I will purchase groceries from Mexican grocery stores only, unless something insurmountable comes up, like Ray wants something specific for Easter (Ray Day) that I can't get there. Spoiling a family member should take precedence over hair-brained projects every time.
Why Mexican grocery stores?
- We have a lot of them in Colorado Springs. Lots of little ones with specific functions. "Fruteria" "Carneceria" etc.
- I like going to non-normal places to buy food.
- To try different foods. One sub-goal is to make fresh baby octopus, for Ray.
- To see what they have, instead of what I expect.
- To find out differences, in specific items and prices and in patterns.
- To explore the area.
- To assure people that non-normal places to buy food are not scary. I know a surprising number of people who are afraid to walk into non-U.S.-standard grocery stores, because it's too much to handle.
- Most starches are refined; I don't remember ever seeing anything "whole grain."
- Plain yogurt is apparently an anathema.
- The cheese selection is very limited.
- The fruits and vegetables are plentiful and cheap.

__WHAT NEEDS TO BE DONE__. Reproduce the part of the passage about shopping at Mexican grocery stores that starts at "Why Mexican grocery" and ends at "octopus, for Ray.".

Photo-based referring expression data
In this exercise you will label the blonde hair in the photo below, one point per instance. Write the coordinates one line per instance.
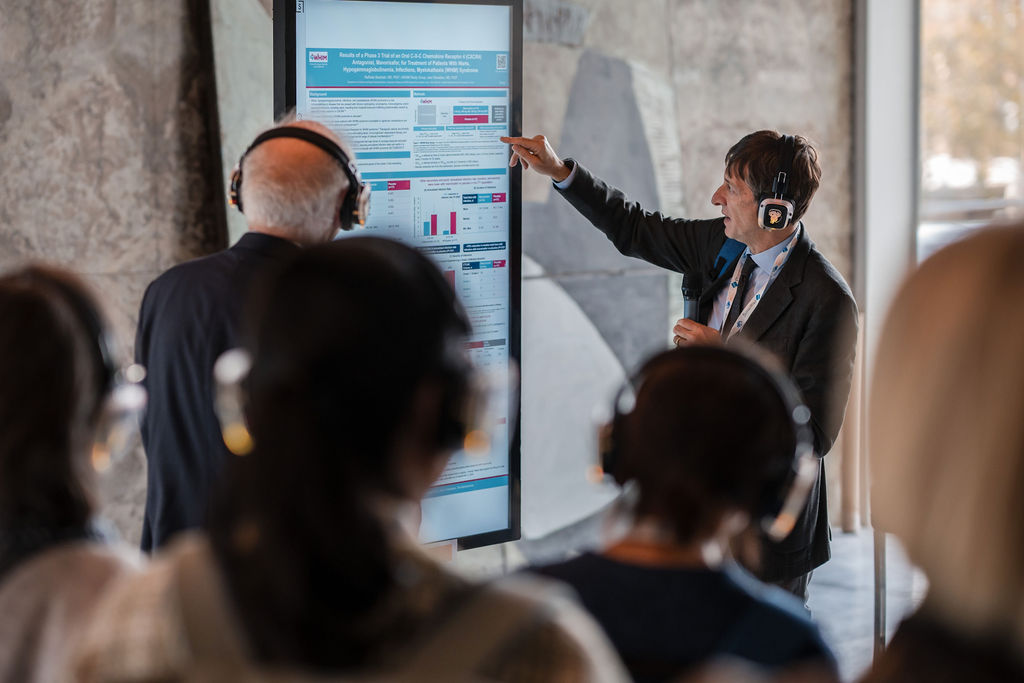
(947, 429)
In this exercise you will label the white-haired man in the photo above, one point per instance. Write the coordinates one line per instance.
(299, 187)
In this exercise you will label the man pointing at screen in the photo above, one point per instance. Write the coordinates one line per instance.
(763, 281)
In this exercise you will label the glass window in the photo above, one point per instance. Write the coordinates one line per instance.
(972, 93)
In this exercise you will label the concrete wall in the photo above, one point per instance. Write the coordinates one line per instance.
(105, 161)
(109, 165)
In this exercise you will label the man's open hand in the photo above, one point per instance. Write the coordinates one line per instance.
(537, 153)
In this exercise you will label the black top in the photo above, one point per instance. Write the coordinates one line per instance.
(189, 316)
(666, 621)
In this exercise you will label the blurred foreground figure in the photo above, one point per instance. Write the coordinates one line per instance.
(712, 441)
(55, 380)
(359, 390)
(947, 459)
(299, 188)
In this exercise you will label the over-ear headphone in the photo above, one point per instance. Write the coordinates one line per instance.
(785, 488)
(776, 209)
(463, 415)
(355, 206)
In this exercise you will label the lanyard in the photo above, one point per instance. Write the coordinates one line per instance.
(734, 285)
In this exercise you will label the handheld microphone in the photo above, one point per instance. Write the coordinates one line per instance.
(691, 294)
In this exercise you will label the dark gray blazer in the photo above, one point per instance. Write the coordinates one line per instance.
(807, 317)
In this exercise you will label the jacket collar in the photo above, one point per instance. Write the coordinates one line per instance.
(778, 296)
(262, 243)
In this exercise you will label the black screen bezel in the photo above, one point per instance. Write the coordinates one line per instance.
(284, 101)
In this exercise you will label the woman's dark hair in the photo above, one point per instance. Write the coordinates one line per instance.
(52, 380)
(756, 159)
(343, 337)
(710, 431)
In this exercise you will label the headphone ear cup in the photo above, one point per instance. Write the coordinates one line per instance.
(235, 191)
(774, 214)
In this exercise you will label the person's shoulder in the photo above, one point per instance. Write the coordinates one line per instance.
(137, 631)
(822, 273)
(560, 643)
(194, 270)
(779, 615)
(583, 564)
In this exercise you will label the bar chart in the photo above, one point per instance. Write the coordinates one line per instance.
(450, 226)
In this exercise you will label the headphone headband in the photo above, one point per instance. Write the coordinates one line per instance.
(355, 206)
(784, 494)
(775, 210)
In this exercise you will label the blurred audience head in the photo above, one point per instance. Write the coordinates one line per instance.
(53, 378)
(947, 429)
(356, 392)
(710, 434)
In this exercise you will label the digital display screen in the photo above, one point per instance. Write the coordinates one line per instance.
(422, 91)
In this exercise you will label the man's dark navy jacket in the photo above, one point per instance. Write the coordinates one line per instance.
(189, 316)
(807, 317)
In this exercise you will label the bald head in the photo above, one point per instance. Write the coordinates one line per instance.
(293, 188)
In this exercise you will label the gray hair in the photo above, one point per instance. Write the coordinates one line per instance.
(297, 197)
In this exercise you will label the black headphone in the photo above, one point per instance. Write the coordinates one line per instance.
(355, 206)
(785, 489)
(463, 401)
(776, 209)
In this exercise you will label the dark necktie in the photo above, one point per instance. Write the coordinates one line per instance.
(737, 302)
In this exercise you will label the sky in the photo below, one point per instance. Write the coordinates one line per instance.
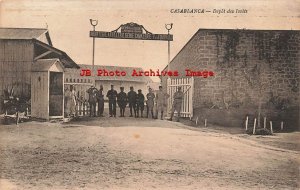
(69, 26)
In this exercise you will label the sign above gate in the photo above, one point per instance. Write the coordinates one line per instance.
(131, 31)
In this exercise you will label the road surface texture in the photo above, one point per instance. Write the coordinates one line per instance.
(129, 153)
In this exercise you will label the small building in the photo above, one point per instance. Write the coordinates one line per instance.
(22, 51)
(47, 89)
(251, 68)
(82, 83)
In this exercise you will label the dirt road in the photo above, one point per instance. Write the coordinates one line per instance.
(127, 153)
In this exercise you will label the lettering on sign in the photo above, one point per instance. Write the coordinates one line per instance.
(131, 31)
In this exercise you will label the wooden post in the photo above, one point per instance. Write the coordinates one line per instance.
(271, 127)
(246, 123)
(254, 126)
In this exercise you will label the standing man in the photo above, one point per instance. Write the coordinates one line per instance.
(178, 97)
(92, 100)
(132, 101)
(100, 98)
(150, 102)
(161, 102)
(140, 99)
(122, 101)
(112, 101)
(68, 98)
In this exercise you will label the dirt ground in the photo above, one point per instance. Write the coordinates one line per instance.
(128, 153)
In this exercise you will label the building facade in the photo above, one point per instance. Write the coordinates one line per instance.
(252, 68)
(21, 50)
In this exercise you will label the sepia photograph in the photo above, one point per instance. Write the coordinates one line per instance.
(143, 95)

__EXERCISE ANSWER__.
Why Mexican grocery stores?
- We have a lot of them in Colorado Springs. Lots of little ones with specific functions. "Fruteria" "Carneceria" etc.
- I like going to non-normal places to buy food.
- To try different foods. One sub-goal is to make fresh baby octopus, for Ray.